=== Ваши задания ===
• 1. Ответьте по тексту о Троцком:
(a) Как назывался журнал, который издавал Троцкий?
(b) Председателем какой организации был Троцкий?
(c) Во что одно время превратили нефракционную «Правду»?
• 2. Продолжите текст о Троцком, начав сразу после его последней фразы.

Вена была в то время не только столицей Габсбургов, но и столицей Троцкого. Почти вся — правда, небольшая, колония русских с. д. эмигрантов находилась под влиянием Троцкого. У него был и свой ‘двор’. Он состоял из особо приближенных лиц: С. Семковского (С. Ю. Бронштейна)1 и его жены (‘Ирека Извольская’), А. Иоффе и Матвея Ивановича Скобелева2: он уже тогда умел создавать между собой и своими соратниками ‘пафос дистанции’. Его боготворили и побаивались — я говорю о членах его секты, ‘троцкистах’ или ‘правдистах’ — по имени журнала ‘Правда’, который он издавал в Бене. Подобно Рязанову, Троцкий тоже был ‘не большевик и не меньшевик’. Но в отличие от Рязанова, Троцкий был раньше твердым ‘искровцем’, на 2-м съезде партии был сначала ‘дубинкой’ Ленина, а под конец ярам и яростным ‘меньшевиком’, в период революции 1905 года он подпал под влияние Парвуса и стал глашатаем ‘перманентной революции’, но не порывал с меньшевиками до самого ареста Совета рабочих депутатов, председателем которого он был и до суда над Исполнительным комитетом совета, в котором (на суде) он играл заглавную роль. После побега с поселения Троцкий занял ‘объединительную’ позицию в расчете на свой престиж возглавителя первой революционной массовой рабочей организации, заставившей все фракции русской социал-демократии на практике координировать свою деятельность поверх своих тактических разногласий и организационных распрей. Но вне атмосферы реального рабочего движения, в обстановке интеллигентской по преимуществу эмиграции, в неравном соревновании со ‘старшими богатырями’ российской социал-демократии, как Плеханов и Аксельрод, как Ленин и Мартов, престижа Троцкого ‘не хватило’ для самостоятельной роли, как не хватило его теоретического ума и талантливой гибкости для создания ‘третьей концепции’, синтеза между большевизмом и меньшевизмом. Его ‘нефракционная фракция’ осталась маленьким сектантским кружком, не имевшим большего влияния ни в эмиграции, ни особенно в России.
Разумеется, Троцкий принимал самое активное участие во всех объединительных попытках того времени. Одно время созданная им нефракционная ‘Правда’ была даже превращена в орган Центрального комитета. Но все эти опыты соединить несоединимое кончились неудачей.

=== Исходные материалы ===
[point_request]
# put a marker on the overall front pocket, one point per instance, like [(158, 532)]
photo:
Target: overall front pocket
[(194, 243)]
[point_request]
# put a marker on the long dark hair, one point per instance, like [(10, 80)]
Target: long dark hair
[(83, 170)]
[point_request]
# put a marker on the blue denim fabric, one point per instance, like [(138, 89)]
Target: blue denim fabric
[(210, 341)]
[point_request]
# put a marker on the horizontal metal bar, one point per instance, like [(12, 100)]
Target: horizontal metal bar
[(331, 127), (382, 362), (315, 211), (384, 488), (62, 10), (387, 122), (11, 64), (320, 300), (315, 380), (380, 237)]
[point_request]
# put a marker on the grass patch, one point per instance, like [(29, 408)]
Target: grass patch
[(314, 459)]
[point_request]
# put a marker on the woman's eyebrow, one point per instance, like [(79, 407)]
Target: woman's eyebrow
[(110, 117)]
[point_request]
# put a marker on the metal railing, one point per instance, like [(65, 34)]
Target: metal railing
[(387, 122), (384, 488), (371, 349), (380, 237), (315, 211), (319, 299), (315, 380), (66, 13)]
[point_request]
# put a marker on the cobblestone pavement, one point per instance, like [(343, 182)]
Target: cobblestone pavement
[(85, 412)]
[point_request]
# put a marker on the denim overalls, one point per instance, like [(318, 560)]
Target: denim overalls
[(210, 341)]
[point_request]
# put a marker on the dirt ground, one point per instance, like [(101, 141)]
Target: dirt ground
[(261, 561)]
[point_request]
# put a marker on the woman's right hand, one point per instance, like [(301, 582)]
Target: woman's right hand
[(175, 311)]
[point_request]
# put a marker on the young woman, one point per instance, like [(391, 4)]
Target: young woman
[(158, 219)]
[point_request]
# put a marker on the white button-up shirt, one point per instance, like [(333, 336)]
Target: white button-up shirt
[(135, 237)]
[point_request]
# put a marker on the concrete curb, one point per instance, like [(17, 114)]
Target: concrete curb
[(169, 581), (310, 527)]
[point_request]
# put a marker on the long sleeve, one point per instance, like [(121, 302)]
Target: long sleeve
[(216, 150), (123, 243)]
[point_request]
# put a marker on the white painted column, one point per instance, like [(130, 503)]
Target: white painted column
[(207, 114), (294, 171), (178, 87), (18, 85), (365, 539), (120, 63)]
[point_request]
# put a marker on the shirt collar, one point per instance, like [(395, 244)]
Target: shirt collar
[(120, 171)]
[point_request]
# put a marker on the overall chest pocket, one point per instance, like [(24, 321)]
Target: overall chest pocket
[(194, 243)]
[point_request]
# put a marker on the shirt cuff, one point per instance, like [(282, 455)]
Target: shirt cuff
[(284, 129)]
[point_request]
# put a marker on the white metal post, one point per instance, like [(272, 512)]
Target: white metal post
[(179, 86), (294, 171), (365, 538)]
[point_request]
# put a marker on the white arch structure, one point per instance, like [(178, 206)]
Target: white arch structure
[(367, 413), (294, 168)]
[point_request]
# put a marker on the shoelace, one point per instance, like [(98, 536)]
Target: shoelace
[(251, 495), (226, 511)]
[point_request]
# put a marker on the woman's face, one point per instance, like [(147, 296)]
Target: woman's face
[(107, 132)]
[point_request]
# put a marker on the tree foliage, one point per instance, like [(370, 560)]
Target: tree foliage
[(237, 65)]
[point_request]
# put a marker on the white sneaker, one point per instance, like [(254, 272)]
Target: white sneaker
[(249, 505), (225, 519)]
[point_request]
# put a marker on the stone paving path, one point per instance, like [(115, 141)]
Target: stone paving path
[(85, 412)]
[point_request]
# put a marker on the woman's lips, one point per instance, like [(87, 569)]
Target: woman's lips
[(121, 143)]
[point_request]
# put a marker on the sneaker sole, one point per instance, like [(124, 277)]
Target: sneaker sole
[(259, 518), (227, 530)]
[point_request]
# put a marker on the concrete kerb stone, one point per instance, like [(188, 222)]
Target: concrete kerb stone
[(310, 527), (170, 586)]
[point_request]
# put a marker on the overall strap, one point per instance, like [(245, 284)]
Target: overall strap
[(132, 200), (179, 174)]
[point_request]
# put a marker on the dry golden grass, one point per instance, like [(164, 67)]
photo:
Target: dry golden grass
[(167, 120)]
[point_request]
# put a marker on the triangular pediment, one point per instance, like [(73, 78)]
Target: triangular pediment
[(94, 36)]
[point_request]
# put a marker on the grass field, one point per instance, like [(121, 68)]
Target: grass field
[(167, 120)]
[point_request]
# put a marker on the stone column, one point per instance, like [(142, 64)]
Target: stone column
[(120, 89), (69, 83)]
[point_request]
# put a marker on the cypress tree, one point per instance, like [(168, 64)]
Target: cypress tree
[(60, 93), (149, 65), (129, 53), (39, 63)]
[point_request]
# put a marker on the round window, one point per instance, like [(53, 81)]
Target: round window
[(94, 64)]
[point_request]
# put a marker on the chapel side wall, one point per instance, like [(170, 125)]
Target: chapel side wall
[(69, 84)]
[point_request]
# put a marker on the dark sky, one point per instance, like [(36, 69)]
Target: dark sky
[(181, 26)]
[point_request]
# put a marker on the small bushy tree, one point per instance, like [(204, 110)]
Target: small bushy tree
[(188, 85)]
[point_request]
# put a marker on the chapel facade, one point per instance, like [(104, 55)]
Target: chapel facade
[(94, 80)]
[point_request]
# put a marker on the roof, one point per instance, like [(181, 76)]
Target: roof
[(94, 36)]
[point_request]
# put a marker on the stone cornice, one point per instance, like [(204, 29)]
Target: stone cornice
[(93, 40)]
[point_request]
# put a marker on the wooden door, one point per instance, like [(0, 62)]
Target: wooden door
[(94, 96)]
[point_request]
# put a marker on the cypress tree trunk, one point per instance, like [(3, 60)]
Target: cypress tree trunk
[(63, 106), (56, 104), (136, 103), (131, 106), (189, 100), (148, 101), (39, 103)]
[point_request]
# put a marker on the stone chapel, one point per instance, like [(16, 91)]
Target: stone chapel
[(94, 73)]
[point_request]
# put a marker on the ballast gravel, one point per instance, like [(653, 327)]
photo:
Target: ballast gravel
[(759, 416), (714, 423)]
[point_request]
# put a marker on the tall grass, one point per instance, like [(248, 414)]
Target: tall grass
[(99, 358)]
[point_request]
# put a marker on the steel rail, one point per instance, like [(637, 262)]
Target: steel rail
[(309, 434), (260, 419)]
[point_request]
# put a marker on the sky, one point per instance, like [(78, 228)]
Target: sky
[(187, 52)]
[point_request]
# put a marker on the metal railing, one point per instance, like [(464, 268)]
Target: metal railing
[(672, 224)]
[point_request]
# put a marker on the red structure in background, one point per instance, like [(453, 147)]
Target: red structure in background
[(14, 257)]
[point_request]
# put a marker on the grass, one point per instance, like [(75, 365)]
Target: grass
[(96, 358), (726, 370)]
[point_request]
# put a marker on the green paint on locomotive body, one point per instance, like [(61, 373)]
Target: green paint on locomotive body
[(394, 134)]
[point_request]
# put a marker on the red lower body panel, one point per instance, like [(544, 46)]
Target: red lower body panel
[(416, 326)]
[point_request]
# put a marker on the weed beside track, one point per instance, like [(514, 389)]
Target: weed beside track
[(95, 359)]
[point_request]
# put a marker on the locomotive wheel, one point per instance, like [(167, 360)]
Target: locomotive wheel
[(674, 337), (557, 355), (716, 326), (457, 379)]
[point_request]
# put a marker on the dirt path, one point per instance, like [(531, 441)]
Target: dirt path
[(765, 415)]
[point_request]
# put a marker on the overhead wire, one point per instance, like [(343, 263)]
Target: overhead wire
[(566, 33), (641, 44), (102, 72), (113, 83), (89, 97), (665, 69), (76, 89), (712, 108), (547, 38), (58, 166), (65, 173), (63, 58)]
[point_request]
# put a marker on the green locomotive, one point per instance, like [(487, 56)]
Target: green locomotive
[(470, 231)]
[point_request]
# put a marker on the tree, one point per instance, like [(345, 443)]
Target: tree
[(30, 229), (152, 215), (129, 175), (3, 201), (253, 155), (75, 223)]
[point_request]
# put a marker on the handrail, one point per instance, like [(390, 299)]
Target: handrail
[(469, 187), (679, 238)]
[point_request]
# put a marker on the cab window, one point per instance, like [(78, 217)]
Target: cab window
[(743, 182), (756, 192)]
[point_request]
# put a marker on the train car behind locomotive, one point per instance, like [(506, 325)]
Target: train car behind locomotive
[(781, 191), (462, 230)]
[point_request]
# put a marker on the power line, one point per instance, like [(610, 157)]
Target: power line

=== Итоговые ответы ===
• 1.
(a) «Правда».
(b) Совета рабочих депутатов.
(c) В орган Центрального комитета.

• 2.
С оживлением рабочего движения в России, начиная с 1910 года, фракционная борьба внутри формально единой, но фактически расколотой российской социал-демократии, разгорелась с небывалой силой, захватила рабочую интеллигенцию, проникла в открытые рабочие организации — профсоюзы, кооперативы, просветительные общества — и перекинулась на заводы и фабрики. Борьба с ‘ликвидаторством’ велась всеми дозволенными и недозволенными средствами. У Троцкого в России был один единственный опорный пункт — в Петербурге, где горсть его сторонников издавала небольшой журнал, бледную копию венской ‘Правды’. Эту небольшую и невлиятельную группу насмешливо называли ‘фракцией’ ‘трех Львовен’ — ее возглавителями были бывшая жена Троцкого, Александра Львовна Соколовская, София Львовна Дикштейн и Ева Львовна Бройдо…
<,…>,3
Я бывал у Троцкого не только по делам. Сильвия была с ним коротко знакома и дружна. Не разделяя его политических взглядов, она видела в нем хорошего и деликатного человека как в его семейной жизни, так и в его отношениях к друзьям.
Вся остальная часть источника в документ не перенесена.